**Stated goal**
Copy out all of the material below again, swapping "one point" for "a single point" each time it shows up and leaving everything else the same.

+++ Supplied records

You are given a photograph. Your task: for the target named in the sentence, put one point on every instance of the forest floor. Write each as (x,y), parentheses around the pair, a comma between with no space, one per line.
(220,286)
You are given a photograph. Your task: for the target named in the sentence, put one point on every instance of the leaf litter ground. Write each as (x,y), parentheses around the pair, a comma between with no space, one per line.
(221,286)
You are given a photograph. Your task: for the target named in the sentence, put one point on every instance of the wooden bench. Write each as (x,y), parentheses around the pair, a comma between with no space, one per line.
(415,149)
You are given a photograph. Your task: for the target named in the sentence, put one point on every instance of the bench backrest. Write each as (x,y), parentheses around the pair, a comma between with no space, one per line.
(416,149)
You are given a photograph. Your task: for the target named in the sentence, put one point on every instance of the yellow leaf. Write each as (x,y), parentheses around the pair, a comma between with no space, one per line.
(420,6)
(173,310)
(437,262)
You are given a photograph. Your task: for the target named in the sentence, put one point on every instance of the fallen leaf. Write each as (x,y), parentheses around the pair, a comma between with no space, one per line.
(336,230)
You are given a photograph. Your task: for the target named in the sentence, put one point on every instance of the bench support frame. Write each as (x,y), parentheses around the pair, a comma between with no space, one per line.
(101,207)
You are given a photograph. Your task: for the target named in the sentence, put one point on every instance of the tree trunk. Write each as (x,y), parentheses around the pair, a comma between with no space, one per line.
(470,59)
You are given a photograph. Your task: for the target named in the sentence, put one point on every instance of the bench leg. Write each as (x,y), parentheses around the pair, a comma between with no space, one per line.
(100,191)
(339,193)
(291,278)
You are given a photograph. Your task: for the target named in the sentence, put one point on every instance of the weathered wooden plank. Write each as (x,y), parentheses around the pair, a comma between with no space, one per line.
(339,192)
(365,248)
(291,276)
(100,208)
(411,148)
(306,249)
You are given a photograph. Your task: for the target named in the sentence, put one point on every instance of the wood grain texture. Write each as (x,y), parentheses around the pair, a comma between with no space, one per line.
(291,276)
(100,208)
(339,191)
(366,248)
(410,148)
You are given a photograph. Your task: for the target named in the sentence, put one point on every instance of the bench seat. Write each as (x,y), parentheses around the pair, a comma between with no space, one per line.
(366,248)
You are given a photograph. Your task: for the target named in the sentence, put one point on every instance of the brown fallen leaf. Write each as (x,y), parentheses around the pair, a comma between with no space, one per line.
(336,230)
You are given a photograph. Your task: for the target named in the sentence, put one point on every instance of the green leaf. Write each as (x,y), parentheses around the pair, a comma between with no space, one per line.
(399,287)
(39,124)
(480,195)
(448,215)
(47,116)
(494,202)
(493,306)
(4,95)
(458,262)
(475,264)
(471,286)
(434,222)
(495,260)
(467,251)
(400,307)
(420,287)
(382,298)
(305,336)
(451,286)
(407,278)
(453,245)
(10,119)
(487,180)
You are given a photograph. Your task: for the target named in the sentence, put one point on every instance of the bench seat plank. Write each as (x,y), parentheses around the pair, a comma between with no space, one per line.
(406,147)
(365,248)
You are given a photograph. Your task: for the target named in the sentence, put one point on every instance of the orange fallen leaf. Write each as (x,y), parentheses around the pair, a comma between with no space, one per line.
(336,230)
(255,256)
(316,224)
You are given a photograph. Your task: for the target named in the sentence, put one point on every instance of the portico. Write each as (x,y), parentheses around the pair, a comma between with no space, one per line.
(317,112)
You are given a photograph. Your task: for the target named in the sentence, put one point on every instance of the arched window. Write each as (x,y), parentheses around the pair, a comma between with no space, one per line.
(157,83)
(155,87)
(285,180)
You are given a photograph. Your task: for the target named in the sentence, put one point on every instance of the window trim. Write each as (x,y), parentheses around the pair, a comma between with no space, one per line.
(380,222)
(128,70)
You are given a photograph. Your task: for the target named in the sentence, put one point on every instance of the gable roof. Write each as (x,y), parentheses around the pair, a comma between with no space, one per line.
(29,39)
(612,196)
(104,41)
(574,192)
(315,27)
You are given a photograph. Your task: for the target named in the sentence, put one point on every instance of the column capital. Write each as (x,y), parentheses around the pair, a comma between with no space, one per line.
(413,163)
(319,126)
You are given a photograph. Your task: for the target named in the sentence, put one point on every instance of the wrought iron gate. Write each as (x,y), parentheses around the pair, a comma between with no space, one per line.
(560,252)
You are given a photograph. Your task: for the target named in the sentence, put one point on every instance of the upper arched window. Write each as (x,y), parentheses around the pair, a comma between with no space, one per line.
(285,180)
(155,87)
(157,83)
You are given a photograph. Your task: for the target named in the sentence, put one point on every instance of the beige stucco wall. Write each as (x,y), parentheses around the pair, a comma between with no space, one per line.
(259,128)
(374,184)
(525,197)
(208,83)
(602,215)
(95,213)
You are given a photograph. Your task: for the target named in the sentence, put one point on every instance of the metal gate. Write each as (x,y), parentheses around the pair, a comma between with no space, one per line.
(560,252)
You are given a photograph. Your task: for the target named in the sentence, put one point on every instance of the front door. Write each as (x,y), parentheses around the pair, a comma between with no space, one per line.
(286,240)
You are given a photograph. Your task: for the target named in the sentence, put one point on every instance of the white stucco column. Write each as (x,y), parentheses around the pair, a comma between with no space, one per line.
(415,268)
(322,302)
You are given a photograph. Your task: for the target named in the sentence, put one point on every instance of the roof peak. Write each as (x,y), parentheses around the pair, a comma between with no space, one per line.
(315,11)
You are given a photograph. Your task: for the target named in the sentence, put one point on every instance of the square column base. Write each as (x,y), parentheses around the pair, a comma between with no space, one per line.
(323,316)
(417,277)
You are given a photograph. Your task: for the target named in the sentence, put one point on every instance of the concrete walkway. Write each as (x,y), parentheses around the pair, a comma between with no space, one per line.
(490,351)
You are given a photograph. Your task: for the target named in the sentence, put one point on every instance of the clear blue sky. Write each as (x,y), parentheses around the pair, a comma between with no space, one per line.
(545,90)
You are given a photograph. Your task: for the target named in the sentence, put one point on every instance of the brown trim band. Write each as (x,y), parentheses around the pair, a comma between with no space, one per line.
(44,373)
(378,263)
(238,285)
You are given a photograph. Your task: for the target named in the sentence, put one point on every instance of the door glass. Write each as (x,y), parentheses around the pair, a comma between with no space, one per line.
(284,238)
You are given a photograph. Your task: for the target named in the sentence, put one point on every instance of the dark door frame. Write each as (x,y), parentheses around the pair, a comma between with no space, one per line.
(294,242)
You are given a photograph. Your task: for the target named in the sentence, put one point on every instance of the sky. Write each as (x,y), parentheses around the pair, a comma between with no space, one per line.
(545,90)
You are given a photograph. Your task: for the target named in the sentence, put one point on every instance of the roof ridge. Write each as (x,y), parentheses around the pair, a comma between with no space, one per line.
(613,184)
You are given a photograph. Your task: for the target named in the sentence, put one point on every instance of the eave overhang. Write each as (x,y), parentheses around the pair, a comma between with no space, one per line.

++++++

**Task solution**
You are given a photograph. Your task: for the target named in the sentence, put a single point on every instance of the forest floor. Write each as (x,y), parentheses around the pair, a comma between with no space, one per line.
(220,286)
You are given a photograph. Your task: for the target named in the sentence, put a single point on every instance of the leaf litter ground. Write each as (x,y), parentheses around the pair, a comma between with no space, one per line.
(221,286)
You are given a photograph. Your task: for the target named in the sentence, put a single point on every instance of the wooden bench. Write each as (x,y), parentheses around the pair, a comma between with no space, one per line.
(415,149)
You are given a photograph. Your task: for the target named in the sentence, put a single point on every instance of the bench backrest. Write each as (x,y), parentheses around the pair, a comma between with no space, one per line.
(416,149)
You are given a photograph. Your task: for the target named in the sentence, put a single point on every instance of the yellow leaf. Write each as (x,y), parentheses around the pair, a comma between with no space, one per line.
(420,6)
(173,310)
(437,262)
You are given a photograph. Your task: for the target named in the sentence, put a single point on every instance of the fallen leaf. Write each as (x,y), parentheses around the pair, a comma between with no space, one per line.
(336,230)
You are given a photograph. Your task: for the target named in the sentence, put a single point on every instance of the bench support frame. Write each as (x,y), parentheses around the pair, a comma between with no space, one per line.
(101,207)
You are given a photograph. Your task: for the target named in the sentence, put a single point on every instance of the tree trunk. Write each as (x,y), parentheses around the pair, a comma between with no space, one per line.
(470,59)
You are given a photograph. Your task: for the target named in the sentence, put a single point on every instance of the bench leg. Write each as (x,y), parentheses around the pair, a comma between with no space, one per line.
(100,191)
(339,193)
(291,278)
You are given a photograph. Your task: for the target named in the sentence, put a single point on every instance of the weathered wooden plank. Write each as (x,y), parentheses around the pair, a comma between with no space, one per line.
(339,192)
(365,248)
(291,276)
(100,208)
(411,148)
(306,249)
You are given a photograph. Your task: for the target named in the sentence, put a single point on every instance of the wood grain texture. Write each as (x,y), parentheses around the pair, a comma between with no space, one per line.
(291,276)
(100,208)
(339,191)
(366,248)
(410,148)
You are given a photograph. Your task: for the target named in the sentence, put a single point on every instance of the bench seat. Write each as (x,y), parentheses around the pair, a comma between with no space, one per line.
(366,248)
You are given a photograph. Your task: for the target named in the sentence, put a single point on every instance of the brown fallen leaf. Write each as (x,y), parentheses around the pair, a comma between with no space, one per line.
(336,230)
You are given a photograph. Your task: for the target named in the sentence, put a single point on every instance of the green leaf. Write each as (x,y), parentheses around the pair, a comma between with no space, one per line.
(399,287)
(39,124)
(480,195)
(448,215)
(47,116)
(494,202)
(493,306)
(4,95)
(458,262)
(475,264)
(471,286)
(434,222)
(495,260)
(467,251)
(400,307)
(420,287)
(382,298)
(305,336)
(451,286)
(407,278)
(453,245)
(10,119)
(487,180)
You are given a photograph. Your task: for the target named in the sentence, put a single point on every instance of the bench seat plank. Write each as (x,y), parentheses around the pair, a comma between with no space, one per line.
(406,147)
(365,248)
You are given a photograph. Your task: for the target named in the sentence, put a single point on every instance of the orange fallen leaf. Write each as (x,y), parentheses around the pair, a comma between with no space, one per line.
(336,230)
(255,256)
(316,224)
You are given a photograph. Your task: for the target named in the sentence, put a single point on every instance of the portico. Write each as (x,y), parentheses around the pair, a comma between with no space, one per line.
(317,112)
You are given a photograph. Your task: for the target named in the sentence, put a single point on every instance of the arched window. Write each as (x,y), parentheses around the pair, a comma between with no space, one per line.
(157,83)
(155,87)
(285,180)
You are given a photograph. Your task: for the target named in the sentence, put a single point on every instance of the window trim. Write each as (x,y), parentheses around the pair, a comma between with no space, one per line.
(380,222)
(128,70)
You are given a photograph. Your task: for the target named in the sentence, put a single point on every instance of the gable roof. Write each as (x,y), parentheses around the pair, a comma between with no space, one per line.
(29,39)
(612,196)
(104,41)
(574,192)
(315,27)
You are given a photograph. Your task: for the target named in the sentence, put a single point on every instance of the column capital. Write each as (x,y), parentheses around the pair, a comma between with no space, one per line.
(413,163)
(319,126)
You are given a photograph. Your task: for the target named in the sentence, put a single point on every instance of the wrought iron gate. Write each as (x,y), parentheses around the pair, a comma between with no space, one per line.
(560,252)
You are given a photograph. Your task: for the target named in the sentence, put a single point on every instance of the upper arched window. Write each as (x,y), parentheses around the pair, a comma between with no space, one per line.
(285,180)
(155,87)
(157,83)
You are given a photograph. Your task: for the target named in the sentence, put a single point on every instance of the beige stucco wall. Write each as (x,y), parentheses around the pair, a comma between with no space, one per line.
(259,128)
(374,184)
(525,197)
(208,83)
(602,215)
(95,213)
You are given a photograph. Your task: for the target named in the sentence, put a single point on every instance of the metal gate. Write each as (x,y), parentheses around the pair, a comma between with no space, one per line.
(560,252)
You are given a photograph. Your task: for the target named in the sentence, put a single point on every instance of the front door. Write each as (x,y), parentheses around the pair, a comma between with no space, one per line.
(286,240)
You are given a photograph. Your task: for the target named in the sentence, put a single point on every instance of the white stucco column. Write each as (x,y), parentheses around the pair, a comma between with no space, one per line.
(415,268)
(322,302)
You are given a photograph. Your task: for the target named in the sentence, put a single point on every instance of the roof peak. Write each as (x,y), parentheses around the pair, a comma between with no space, one per line.
(315,11)
You are given a photograph. Your task: for the target named in the sentence, put a single point on every instance of the square column base. Write each as (x,y), parentheses around the pair, a comma between with no space, one per line.
(323,316)
(417,277)
You are given a photograph. Your task: for the target named in the sentence, put a single point on every instance of the concrete walkway. Write each as (x,y), parentheses around the pair, a comma between with no space, one per line.
(490,351)
You are given a photograph. Your task: for the target named in the sentence, put a single point on every instance of the clear blue sky. Write each as (x,y), parentheses around the pair, a comma between with no space, one per line.
(545,90)
You are given a photograph. Your task: for the target named in the sentence, put a single point on every instance of the brown trim band. Write each as (x,y), parentheses around the pair, a comma between with no space, one per line.
(44,373)
(378,263)
(238,285)
You are given a photograph. Your task: for the target named in the sentence, put a single point on every instance of the door glass. Write each as (x,y), parentheses around the pair, a comma between with no space, one per line.
(284,238)
You are given a photograph. Your task: for the target named in the sentence, put a single point on every instance of the dark door frame. Write each as (x,y), parentheses around the pair, a comma between with no space, one per line.
(294,242)
You are given a photograph. Your task: for the target named in the sentence, put a single point on every instance of the sky. Write each as (x,y), parentheses around the pair, a comma between with no space, one per line.
(545,90)
You are given a photograph. Your task: for the target named in the sentence, put a single point on every instance of the roof ridge. Write each as (x,y), parentheses around the pair, a comma between with no space, one per line.
(613,184)
You are given a photograph. Your task: for the target named in the sentence, put a single point on every instance of the eave overhang. Write each as (x,y), parentheses around the pair, a comma between with no space, one per line.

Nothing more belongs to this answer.